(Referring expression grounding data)
★ ★ ★ ★
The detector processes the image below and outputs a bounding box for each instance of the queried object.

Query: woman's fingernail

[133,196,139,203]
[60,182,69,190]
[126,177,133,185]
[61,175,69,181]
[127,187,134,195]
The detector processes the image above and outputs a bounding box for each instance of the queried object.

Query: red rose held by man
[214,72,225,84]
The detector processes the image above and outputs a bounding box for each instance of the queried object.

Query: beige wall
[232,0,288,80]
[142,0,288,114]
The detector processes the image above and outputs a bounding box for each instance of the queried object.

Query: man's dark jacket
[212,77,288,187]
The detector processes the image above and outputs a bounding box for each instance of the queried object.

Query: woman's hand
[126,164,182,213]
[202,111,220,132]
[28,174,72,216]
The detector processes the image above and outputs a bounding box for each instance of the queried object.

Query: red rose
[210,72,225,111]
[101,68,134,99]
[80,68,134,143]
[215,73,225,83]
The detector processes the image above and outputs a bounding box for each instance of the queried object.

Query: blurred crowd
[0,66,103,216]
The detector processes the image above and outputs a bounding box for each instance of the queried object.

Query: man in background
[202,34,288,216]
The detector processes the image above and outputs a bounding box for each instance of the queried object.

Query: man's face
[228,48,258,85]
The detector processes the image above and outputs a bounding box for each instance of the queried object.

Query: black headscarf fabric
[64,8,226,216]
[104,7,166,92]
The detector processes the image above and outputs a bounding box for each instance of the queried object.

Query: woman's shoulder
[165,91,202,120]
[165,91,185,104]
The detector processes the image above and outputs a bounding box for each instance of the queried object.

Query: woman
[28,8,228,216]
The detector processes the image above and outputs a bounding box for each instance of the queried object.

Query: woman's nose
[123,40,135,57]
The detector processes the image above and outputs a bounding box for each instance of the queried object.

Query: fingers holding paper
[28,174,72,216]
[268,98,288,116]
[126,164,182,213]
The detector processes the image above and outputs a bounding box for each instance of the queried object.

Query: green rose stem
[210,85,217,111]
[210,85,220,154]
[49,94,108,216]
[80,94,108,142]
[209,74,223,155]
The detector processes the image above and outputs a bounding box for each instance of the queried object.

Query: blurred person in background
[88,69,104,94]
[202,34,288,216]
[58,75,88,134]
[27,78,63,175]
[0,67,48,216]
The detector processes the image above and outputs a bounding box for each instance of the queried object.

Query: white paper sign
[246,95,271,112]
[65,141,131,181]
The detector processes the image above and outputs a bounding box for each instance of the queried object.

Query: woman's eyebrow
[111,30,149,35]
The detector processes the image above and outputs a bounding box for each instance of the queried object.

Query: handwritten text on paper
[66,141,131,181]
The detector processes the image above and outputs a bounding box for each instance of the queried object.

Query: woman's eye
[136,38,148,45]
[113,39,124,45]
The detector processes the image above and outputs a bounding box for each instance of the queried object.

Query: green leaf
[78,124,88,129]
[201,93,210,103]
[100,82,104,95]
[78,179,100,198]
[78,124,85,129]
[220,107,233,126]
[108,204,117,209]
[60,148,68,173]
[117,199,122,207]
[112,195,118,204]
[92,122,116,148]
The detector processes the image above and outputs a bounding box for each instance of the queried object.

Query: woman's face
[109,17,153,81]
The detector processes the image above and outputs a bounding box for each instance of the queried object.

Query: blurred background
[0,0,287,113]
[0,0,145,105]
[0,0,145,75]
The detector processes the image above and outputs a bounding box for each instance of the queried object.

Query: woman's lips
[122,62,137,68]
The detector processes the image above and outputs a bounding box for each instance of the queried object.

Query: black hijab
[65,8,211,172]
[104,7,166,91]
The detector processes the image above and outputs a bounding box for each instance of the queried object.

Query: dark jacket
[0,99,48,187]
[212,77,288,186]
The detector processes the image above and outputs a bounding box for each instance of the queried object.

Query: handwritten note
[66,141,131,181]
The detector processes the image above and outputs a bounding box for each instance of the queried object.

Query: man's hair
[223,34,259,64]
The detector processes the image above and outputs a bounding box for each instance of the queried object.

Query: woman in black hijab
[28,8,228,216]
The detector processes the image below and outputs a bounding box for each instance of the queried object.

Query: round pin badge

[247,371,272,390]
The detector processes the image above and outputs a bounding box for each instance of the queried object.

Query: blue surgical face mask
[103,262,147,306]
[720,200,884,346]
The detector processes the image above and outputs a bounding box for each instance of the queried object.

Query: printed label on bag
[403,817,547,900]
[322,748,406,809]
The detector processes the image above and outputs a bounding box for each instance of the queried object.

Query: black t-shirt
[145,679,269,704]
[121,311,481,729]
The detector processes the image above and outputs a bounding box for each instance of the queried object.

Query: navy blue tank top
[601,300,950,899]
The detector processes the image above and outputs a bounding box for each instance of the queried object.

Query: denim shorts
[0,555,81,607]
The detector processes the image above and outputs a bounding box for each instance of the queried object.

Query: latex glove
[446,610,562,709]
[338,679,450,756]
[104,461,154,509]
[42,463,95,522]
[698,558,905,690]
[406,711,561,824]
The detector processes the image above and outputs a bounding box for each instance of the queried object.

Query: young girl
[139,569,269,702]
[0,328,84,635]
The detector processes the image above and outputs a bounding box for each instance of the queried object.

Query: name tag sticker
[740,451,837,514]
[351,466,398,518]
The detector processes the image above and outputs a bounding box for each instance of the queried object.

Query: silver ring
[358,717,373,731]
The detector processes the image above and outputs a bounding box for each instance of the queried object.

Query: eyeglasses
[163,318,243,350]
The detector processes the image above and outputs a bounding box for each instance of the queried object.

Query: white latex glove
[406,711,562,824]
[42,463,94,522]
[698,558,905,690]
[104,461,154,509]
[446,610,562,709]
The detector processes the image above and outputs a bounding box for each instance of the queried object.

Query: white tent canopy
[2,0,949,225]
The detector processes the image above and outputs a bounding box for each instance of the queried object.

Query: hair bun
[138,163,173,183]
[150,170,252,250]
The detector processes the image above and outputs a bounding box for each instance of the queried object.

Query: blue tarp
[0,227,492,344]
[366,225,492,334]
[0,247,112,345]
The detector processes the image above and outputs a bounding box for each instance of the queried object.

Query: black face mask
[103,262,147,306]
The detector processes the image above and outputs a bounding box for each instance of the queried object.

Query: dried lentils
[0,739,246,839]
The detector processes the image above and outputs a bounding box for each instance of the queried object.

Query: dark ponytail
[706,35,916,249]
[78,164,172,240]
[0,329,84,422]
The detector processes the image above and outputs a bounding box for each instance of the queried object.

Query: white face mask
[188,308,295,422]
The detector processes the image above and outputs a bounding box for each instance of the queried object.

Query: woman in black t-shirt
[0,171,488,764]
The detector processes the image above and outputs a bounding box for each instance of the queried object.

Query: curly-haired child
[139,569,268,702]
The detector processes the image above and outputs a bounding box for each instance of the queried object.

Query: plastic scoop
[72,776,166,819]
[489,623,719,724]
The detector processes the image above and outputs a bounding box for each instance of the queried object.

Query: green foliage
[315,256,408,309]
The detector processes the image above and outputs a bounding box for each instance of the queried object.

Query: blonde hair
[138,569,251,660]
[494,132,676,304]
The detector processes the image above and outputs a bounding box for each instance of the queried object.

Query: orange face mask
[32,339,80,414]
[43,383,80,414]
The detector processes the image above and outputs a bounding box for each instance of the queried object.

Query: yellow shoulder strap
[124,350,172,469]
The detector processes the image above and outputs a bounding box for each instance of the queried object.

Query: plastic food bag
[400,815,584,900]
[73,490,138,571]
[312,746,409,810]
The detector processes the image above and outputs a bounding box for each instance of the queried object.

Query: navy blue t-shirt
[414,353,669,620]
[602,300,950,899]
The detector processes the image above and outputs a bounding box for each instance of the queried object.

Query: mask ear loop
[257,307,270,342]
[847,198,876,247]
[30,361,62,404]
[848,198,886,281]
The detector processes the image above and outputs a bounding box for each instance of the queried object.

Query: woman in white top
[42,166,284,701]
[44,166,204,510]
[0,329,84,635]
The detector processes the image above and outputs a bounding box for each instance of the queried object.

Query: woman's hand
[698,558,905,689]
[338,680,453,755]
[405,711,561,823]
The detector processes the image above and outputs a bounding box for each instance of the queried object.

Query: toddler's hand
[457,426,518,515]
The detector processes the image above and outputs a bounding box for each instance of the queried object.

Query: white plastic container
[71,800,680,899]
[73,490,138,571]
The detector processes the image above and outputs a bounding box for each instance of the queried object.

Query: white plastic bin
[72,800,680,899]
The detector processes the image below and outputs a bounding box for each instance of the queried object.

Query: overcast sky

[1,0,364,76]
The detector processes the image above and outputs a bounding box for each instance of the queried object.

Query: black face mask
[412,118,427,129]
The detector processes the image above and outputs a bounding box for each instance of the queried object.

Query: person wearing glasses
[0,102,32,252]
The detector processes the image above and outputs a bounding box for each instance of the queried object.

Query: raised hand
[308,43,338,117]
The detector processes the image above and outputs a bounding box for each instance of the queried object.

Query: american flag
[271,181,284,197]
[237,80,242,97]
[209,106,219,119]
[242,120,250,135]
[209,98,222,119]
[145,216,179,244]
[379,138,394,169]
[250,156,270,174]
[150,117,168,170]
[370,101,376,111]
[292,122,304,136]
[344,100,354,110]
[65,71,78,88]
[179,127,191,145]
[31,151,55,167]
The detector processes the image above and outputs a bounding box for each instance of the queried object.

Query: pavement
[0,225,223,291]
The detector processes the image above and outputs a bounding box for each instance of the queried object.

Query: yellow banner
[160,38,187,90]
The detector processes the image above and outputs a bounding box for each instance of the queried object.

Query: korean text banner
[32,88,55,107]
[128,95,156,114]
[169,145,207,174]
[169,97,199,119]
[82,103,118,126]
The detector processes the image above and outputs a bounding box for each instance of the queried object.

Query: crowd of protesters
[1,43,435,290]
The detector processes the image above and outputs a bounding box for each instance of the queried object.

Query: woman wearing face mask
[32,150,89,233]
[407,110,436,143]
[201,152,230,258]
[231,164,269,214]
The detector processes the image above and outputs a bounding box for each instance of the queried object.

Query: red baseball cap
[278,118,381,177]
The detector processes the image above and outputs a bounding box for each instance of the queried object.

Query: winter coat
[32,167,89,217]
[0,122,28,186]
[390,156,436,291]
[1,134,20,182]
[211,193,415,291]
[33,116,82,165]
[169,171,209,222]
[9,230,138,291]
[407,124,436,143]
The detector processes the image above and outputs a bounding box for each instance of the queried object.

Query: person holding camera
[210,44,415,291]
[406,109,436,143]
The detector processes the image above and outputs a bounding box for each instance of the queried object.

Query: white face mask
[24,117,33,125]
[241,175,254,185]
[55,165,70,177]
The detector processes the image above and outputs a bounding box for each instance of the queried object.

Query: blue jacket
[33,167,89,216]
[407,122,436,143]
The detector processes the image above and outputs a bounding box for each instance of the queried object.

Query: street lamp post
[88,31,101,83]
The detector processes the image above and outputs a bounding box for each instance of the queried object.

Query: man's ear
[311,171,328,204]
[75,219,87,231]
★ ★ ★ ★
# What the task asks
The answer is to be the lines from the one holding "Query: woman wearing face mask" through the end of the data above, transcribed character for character, both ends included.

# Solution
Query: woman wearing face mask
[32,150,89,233]
[407,110,436,143]
[201,152,230,258]
[231,164,269,214]
The detector processes the image above and outputs a bounding box for each instance of the queried object.

Query: red baseball cap
[278,118,381,177]
The detector processes the image above and outputs a bounding box for each instance of the queried object.

Query: winter coat
[32,167,89,217]
[0,122,28,186]
[390,156,436,291]
[1,134,20,182]
[211,193,415,291]
[33,116,82,165]
[169,171,209,222]
[9,230,138,291]
[407,124,436,143]
The detector processes the image above and outputs a bounding box for each instance of the queried object.

Query: person holding camera
[210,44,415,291]
[406,109,436,143]
The detector processes the image above and outputs a bounding box for each instance of the queried object.

Query: white face mask
[24,117,33,125]
[241,175,254,185]
[55,165,70,177]
The detector processes the image above and outputs a bounding box for each instance of the queried object.

Query: blue jacket
[33,167,89,216]
[407,122,436,143]
The detector processes the image above and outputs a bounding box for each instance of the queried object.

Query: street lamp post
[88,31,101,83]
The detector processes the image above and outputs a bounding box for each instance of the queried object.

Query: man's ear
[311,171,328,204]
[75,219,87,231]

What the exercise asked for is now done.